REQUIRED TASK
Arrange the data below into a JSON list of strings, one string per line with blank lines omitted, covering only the lines from the one containing "Q: In the image above, where is the red and" through the one containing "13;71;26;88", both included.

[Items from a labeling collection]
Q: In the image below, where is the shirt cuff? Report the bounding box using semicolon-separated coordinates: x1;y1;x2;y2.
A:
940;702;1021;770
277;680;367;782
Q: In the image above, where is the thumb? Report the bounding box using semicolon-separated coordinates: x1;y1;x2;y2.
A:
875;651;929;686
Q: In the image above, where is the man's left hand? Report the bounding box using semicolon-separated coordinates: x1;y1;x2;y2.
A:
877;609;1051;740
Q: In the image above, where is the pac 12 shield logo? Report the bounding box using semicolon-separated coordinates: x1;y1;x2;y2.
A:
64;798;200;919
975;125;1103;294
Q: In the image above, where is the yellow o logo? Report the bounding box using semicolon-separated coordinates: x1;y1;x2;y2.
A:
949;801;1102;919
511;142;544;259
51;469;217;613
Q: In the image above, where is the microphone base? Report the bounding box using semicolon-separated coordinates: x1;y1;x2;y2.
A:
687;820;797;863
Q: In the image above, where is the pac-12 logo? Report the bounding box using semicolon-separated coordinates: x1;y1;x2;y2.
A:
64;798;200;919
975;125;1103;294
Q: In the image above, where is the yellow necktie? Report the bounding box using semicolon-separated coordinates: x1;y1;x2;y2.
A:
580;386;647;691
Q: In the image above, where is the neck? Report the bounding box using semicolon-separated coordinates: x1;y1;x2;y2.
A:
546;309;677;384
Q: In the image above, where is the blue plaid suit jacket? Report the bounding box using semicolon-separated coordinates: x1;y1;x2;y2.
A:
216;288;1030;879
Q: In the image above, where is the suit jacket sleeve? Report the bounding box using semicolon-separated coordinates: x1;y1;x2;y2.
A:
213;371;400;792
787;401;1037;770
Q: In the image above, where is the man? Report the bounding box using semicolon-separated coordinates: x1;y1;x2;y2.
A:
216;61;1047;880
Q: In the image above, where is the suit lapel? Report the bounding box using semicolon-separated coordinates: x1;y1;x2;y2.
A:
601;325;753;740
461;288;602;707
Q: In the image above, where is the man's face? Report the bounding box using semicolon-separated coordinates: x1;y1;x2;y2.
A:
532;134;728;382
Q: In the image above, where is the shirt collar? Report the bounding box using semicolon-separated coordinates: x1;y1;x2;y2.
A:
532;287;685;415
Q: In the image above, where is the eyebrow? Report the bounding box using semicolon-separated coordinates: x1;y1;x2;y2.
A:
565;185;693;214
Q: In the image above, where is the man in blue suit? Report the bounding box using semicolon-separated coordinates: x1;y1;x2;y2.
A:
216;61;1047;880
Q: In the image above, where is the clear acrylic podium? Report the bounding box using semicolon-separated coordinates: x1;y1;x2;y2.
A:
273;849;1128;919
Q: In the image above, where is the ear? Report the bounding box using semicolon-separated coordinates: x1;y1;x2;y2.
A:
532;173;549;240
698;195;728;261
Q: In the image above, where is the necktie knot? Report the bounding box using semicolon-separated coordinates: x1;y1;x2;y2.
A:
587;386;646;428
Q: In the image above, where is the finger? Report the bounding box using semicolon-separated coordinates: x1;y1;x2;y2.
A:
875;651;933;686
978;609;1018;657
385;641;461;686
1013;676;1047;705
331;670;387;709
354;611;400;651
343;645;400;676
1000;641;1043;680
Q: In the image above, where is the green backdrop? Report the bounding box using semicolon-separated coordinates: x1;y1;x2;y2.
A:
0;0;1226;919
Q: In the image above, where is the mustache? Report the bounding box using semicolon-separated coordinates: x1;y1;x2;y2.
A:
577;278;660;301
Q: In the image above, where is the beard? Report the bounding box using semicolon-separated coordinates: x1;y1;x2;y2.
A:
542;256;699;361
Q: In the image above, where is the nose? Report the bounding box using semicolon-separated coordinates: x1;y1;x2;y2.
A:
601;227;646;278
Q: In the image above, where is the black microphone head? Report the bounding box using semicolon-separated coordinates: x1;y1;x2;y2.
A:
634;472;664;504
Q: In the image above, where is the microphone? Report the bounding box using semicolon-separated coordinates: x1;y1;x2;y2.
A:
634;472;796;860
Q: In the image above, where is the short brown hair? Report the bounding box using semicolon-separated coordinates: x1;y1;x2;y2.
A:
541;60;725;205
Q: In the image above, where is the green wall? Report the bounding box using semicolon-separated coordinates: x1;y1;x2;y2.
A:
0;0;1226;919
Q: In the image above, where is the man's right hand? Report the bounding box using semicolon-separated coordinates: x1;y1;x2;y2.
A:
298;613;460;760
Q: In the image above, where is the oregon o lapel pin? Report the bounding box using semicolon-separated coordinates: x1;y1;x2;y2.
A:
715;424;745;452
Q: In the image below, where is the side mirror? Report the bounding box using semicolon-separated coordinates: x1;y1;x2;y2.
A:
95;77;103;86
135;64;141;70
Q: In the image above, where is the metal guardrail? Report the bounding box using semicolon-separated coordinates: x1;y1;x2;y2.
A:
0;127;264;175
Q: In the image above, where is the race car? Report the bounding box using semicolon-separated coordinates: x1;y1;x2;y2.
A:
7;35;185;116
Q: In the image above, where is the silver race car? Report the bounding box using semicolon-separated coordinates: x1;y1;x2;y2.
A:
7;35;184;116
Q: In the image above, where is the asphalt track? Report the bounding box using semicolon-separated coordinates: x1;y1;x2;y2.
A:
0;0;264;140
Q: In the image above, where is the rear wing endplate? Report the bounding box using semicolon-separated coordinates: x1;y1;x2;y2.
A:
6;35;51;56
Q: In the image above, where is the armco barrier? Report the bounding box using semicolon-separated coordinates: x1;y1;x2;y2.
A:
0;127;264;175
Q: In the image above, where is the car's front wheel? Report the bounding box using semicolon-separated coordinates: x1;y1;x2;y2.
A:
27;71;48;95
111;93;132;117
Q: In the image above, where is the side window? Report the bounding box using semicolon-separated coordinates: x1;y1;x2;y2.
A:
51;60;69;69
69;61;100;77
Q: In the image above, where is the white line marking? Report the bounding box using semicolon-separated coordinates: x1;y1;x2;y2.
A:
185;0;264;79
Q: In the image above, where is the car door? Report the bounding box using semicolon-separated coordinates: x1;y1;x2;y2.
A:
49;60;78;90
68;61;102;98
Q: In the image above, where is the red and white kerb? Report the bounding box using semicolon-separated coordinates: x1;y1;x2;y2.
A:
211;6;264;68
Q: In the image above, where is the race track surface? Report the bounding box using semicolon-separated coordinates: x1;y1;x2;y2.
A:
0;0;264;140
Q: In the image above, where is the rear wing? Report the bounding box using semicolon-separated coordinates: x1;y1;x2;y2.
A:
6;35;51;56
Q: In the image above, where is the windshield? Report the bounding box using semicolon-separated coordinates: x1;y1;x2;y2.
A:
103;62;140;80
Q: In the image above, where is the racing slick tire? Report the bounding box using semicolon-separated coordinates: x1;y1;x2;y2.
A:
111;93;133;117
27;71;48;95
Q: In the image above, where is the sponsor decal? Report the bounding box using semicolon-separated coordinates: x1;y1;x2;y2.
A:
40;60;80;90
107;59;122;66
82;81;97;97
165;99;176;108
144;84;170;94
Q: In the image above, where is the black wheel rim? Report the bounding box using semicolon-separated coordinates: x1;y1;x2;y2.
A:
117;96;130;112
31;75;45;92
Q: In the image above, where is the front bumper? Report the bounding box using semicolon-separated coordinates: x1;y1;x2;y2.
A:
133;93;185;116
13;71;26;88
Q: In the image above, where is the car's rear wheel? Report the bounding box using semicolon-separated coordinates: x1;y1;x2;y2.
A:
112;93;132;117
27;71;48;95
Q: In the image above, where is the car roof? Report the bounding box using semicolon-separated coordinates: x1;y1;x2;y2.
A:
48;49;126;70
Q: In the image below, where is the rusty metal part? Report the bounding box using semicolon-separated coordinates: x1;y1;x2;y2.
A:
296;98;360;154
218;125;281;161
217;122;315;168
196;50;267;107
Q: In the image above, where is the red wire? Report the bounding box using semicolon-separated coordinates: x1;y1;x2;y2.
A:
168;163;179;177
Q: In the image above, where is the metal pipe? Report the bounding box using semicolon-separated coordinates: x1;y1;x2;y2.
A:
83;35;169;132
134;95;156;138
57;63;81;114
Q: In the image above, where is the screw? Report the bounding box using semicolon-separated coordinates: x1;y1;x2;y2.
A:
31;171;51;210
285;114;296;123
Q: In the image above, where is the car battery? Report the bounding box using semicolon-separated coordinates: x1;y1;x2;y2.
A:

TASK ANSWER
[
  "Q: In the image above, where is the red and white kerb? Report the bounding box using semicolon-separated coordinates: x1;y1;x2;y2.",
  "A:",
  "211;6;264;68",
  "Q: In the image above, where is the race track surface? Report the bounding box using semicolon-separated coordinates: x1;y1;x2;y2.",
  "A:",
  "0;0;264;140",
  "Q: In the image above, where is the rear wing? Report the bounding box using semicolon-separated coordinates: x1;y1;x2;y2.",
  "A:",
  "6;35;51;56",
  "Q: In the image above, where is the windshield? Report the bounding box using semicolon-separated coordinates: x1;y1;x2;y2.",
  "A:",
  "103;62;140;80",
  "Q: In the image above, where is the racing slick tire? Report the bounding box using semicolon-separated coordinates: x1;y1;x2;y2.",
  "A:",
  "111;93;133;117",
  "27;71;48;95",
  "Q: In the image above, where is the sponsor decal? Report the bounding box using semicolon-separated coordinates: x1;y1;x2;y2.",
  "A:",
  "40;60;80;90",
  "107;59;122;66",
  "82;81;97;97",
  "165;99;176;108",
  "144;84;170;94",
  "Q: In the image above, where is the black wheel rim? Report the bounding box using semicolon-separated coordinates: x1;y1;x2;y2.",
  "A:",
  "117;96;130;112",
  "31;75;45;92",
  "Q: In the image above, where is the front bumper? Report the bounding box using semicolon-separated coordinates: x1;y1;x2;y2.",
  "A:",
  "133;93;185;116",
  "13;71;26;88"
]